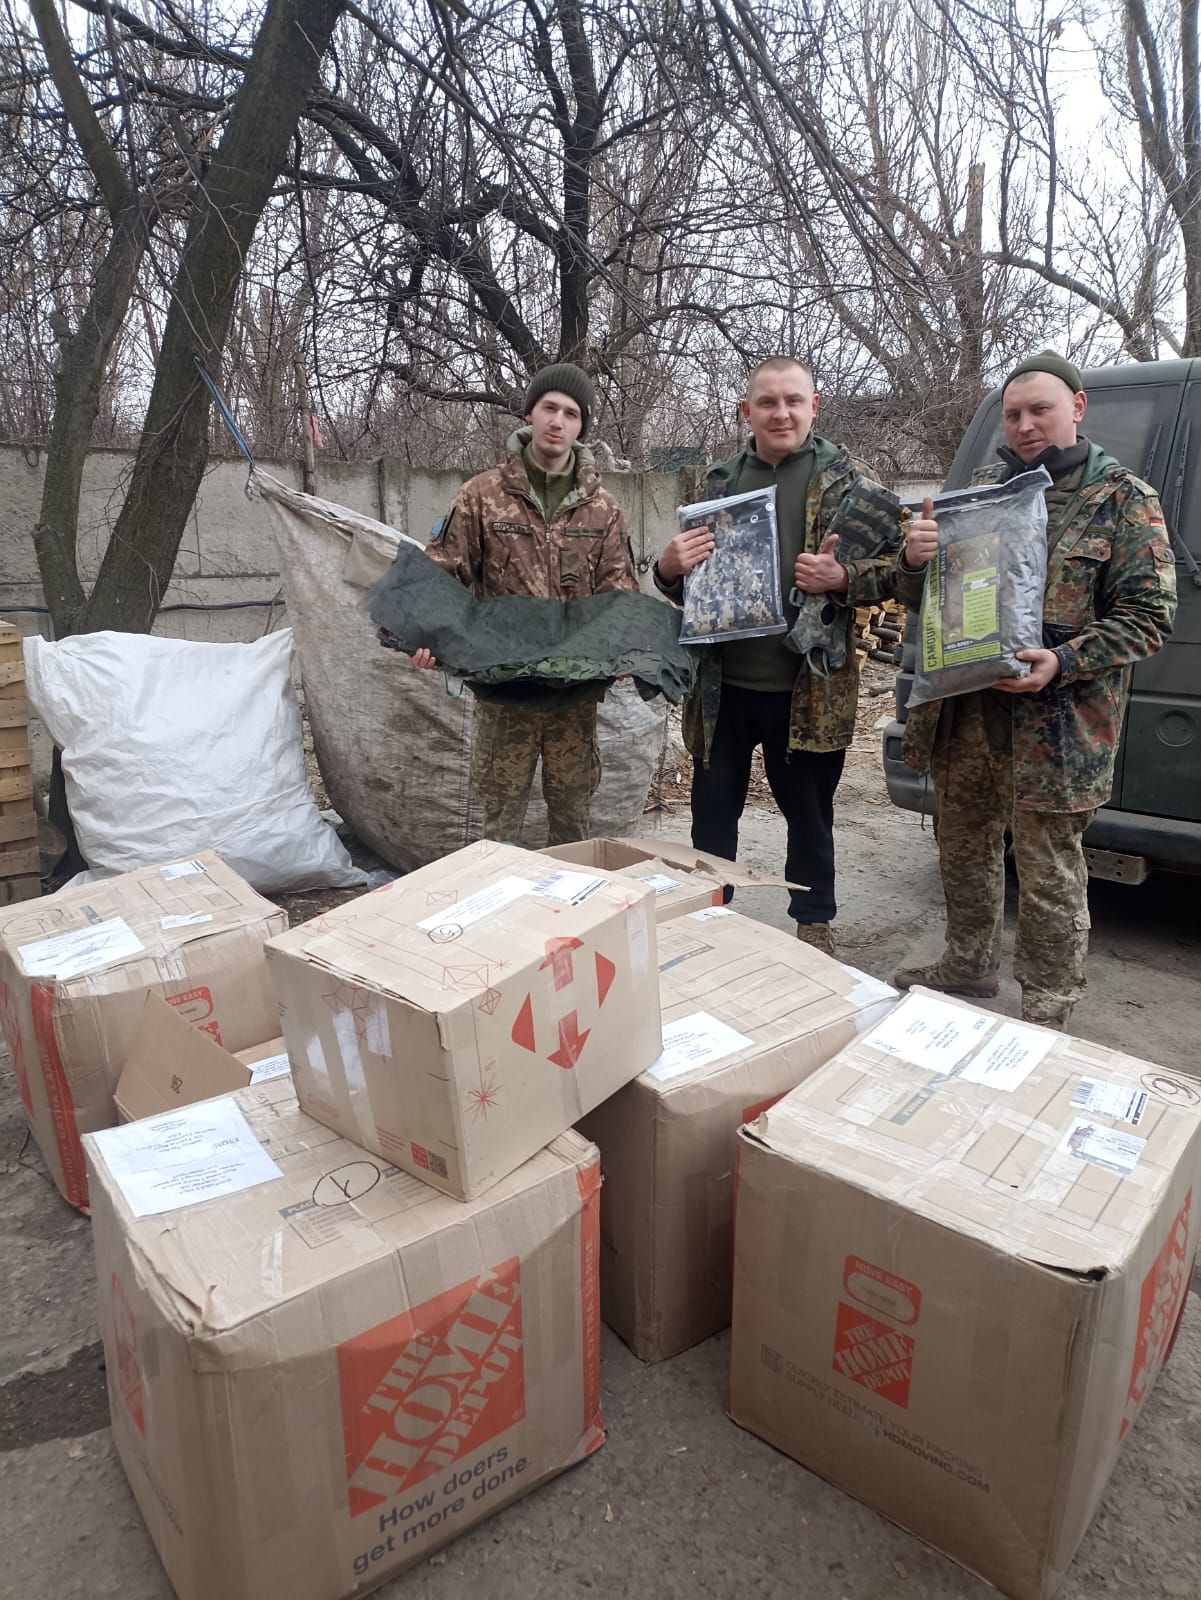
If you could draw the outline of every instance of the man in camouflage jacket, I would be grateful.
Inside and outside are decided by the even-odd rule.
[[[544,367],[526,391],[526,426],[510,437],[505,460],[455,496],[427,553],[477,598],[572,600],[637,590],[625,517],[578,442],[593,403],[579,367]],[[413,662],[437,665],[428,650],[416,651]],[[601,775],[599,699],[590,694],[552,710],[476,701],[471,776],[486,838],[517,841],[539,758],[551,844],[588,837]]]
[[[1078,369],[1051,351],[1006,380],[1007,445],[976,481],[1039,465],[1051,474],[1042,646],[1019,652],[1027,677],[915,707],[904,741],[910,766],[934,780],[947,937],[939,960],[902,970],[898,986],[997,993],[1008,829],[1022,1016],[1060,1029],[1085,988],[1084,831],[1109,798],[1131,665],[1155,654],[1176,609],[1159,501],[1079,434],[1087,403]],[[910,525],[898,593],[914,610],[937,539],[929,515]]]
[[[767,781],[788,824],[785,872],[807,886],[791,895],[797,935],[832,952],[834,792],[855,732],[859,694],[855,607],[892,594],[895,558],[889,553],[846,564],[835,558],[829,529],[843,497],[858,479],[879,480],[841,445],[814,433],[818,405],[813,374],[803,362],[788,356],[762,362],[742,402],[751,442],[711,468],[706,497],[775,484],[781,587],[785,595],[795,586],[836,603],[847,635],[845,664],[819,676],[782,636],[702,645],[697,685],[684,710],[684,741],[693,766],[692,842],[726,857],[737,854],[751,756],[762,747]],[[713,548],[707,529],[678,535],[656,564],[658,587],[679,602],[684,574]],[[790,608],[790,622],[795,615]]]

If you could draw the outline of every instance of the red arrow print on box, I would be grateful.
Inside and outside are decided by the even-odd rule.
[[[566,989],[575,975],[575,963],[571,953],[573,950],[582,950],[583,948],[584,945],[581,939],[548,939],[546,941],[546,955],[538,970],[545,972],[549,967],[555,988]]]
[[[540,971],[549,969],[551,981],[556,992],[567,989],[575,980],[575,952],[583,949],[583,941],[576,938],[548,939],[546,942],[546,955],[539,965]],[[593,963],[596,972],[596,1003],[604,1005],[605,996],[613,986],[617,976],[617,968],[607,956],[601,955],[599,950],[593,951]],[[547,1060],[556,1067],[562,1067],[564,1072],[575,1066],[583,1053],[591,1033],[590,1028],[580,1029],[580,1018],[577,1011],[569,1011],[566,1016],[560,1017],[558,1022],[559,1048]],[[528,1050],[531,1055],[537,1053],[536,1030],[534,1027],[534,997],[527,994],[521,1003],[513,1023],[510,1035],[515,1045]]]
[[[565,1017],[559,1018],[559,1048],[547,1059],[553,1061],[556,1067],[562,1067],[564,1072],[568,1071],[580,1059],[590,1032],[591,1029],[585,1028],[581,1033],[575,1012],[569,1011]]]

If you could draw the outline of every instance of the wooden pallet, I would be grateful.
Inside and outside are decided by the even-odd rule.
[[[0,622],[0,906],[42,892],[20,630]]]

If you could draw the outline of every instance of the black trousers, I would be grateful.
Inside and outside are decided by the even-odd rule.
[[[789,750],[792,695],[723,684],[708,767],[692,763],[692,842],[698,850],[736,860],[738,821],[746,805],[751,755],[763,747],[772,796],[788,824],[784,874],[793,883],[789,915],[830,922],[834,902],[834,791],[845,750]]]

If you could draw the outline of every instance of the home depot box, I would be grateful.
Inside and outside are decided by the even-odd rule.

§ **Requirement**: What lines of the data contain the string "could"? List them.

§ **Final answer**:
If you could draw the outline of every instance of the man in camouflage jacket, I would be grateful.
If you could draw the outline of every instance of the red arrow print on box, I would be grateful.
If you could draw the outline of every instance of the wooden pallet, I would be grateful.
If you could draw the outline of every instance of the black trousers, I would be grateful.
If you could draw the outline of every instance of the home depot box, I would be grateful.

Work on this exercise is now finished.